**SET EXERCISE**. Could you copy the records below word for word, from their start through the line that contains "pixel 113 76"? Leave the pictures out.

**RECORDS PROVIDED**.
--- --- ---

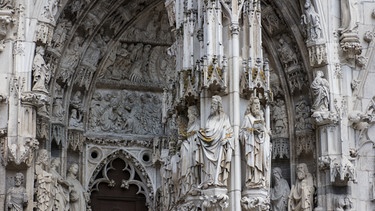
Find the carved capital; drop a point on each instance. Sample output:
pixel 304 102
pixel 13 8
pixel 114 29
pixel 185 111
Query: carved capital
pixel 255 203
pixel 22 150
pixel 235 29
pixel 75 139
pixel 317 55
pixel 350 44
pixel 6 19
pixel 215 199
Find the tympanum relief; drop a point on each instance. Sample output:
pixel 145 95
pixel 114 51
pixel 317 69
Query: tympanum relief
pixel 130 112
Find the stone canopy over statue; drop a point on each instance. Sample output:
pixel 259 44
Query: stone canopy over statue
pixel 216 146
pixel 254 138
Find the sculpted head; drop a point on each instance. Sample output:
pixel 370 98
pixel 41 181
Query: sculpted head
pixel 18 179
pixel 43 157
pixel 216 106
pixel 254 106
pixel 73 169
pixel 302 171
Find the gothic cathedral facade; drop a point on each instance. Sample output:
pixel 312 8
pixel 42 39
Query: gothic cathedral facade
pixel 203 105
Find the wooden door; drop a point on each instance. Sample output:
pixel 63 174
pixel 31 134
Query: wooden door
pixel 117 195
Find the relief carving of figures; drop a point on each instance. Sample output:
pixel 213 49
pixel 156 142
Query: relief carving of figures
pixel 189 178
pixel 75 119
pixel 44 182
pixel 301 196
pixel 126 112
pixel 16 196
pixel 255 141
pixel 60 34
pixel 57 108
pixel 77 196
pixel 70 60
pixel 49 11
pixel 279 192
pixel 320 89
pixel 216 146
pixel 312 21
pixel 41 71
pixel 60 187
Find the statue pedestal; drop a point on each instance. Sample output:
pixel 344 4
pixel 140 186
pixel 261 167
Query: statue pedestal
pixel 255 200
pixel 215 199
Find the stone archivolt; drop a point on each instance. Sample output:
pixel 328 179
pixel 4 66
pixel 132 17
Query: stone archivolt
pixel 113 76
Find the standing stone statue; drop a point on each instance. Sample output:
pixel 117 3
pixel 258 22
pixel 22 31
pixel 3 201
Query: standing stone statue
pixel 320 89
pixel 302 194
pixel 312 21
pixel 41 71
pixel 60 187
pixel 16 196
pixel 189 154
pixel 279 192
pixel 253 137
pixel 44 196
pixel 216 146
pixel 78 196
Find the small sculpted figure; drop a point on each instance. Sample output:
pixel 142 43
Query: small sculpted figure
pixel 302 193
pixel 16 196
pixel 216 146
pixel 279 192
pixel 60 187
pixel 78 196
pixel 41 71
pixel 253 137
pixel 312 21
pixel 320 88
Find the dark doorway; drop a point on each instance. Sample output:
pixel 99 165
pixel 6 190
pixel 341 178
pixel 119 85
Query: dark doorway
pixel 117 195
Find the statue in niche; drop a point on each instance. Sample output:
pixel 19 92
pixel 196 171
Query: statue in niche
pixel 302 193
pixel 44 196
pixel 254 138
pixel 75 118
pixel 189 154
pixel 312 21
pixel 279 192
pixel 138 61
pixel 303 120
pixel 41 71
pixel 280 118
pixel 320 89
pixel 16 196
pixel 216 146
pixel 78 196
pixel 287 54
pixel 344 204
pixel 60 187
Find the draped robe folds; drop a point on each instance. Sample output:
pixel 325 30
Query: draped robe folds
pixel 255 144
pixel 302 195
pixel 320 88
pixel 77 195
pixel 216 150
pixel 189 160
pixel 279 196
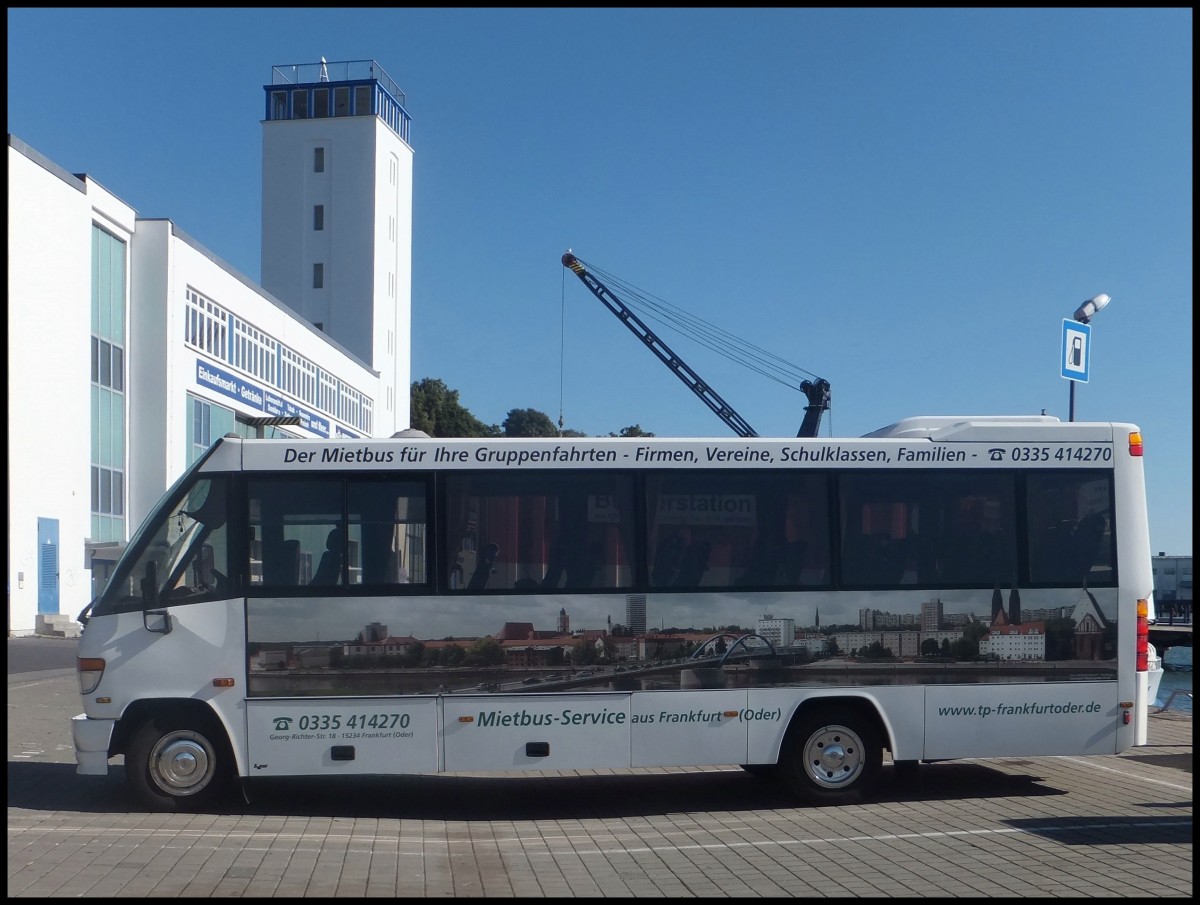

--- --- ---

**TASK ANSWER**.
Find the carved capital; drop a point on each instance. Sample output:
pixel 304 102
pixel 13 8
pixel 114 29
pixel 185 111
Query: carved capital
pixel 255 203
pixel 22 150
pixel 235 29
pixel 75 139
pixel 317 55
pixel 350 44
pixel 6 19
pixel 215 199
Find the tympanum relief; drop a point on each instance. Sample output:
pixel 145 95
pixel 114 51
pixel 317 69
Query: tympanum relief
pixel 130 112
Find the stone canopy over statue; drop a point on each instance. Sample output:
pixel 259 44
Query: stone canopy over statue
pixel 216 146
pixel 254 138
Find the sculpted head; drop a point on each instance. Sample output:
pixel 370 98
pixel 41 181
Query: sculpted head
pixel 18 179
pixel 43 157
pixel 216 106
pixel 254 106
pixel 73 169
pixel 302 171
Find the gothic cathedral facade; drop a point on each instance. Sample output:
pixel 312 8
pixel 42 39
Query: gothic cathedral facade
pixel 203 105
Find the wooden door; drop a point on each instance. Sample output:
pixel 63 174
pixel 31 134
Query: wooden door
pixel 117 195
Find the relief carving of figures; drop a point on each instance. Sample output:
pixel 213 49
pixel 156 142
Query: relief carving of figures
pixel 189 178
pixel 75 119
pixel 44 182
pixel 301 196
pixel 126 112
pixel 16 196
pixel 255 141
pixel 60 34
pixel 57 108
pixel 77 196
pixel 70 60
pixel 49 11
pixel 279 192
pixel 320 89
pixel 216 146
pixel 312 21
pixel 41 71
pixel 60 187
Find the statue pedestal; drop a point on each instance. Sample output:
pixel 344 4
pixel 140 186
pixel 261 167
Query: statue pedestal
pixel 255 200
pixel 215 199
Find the stone archivolt; drop a point on each instance. Sample output:
pixel 328 179
pixel 4 66
pixel 132 17
Query: stone archivolt
pixel 113 76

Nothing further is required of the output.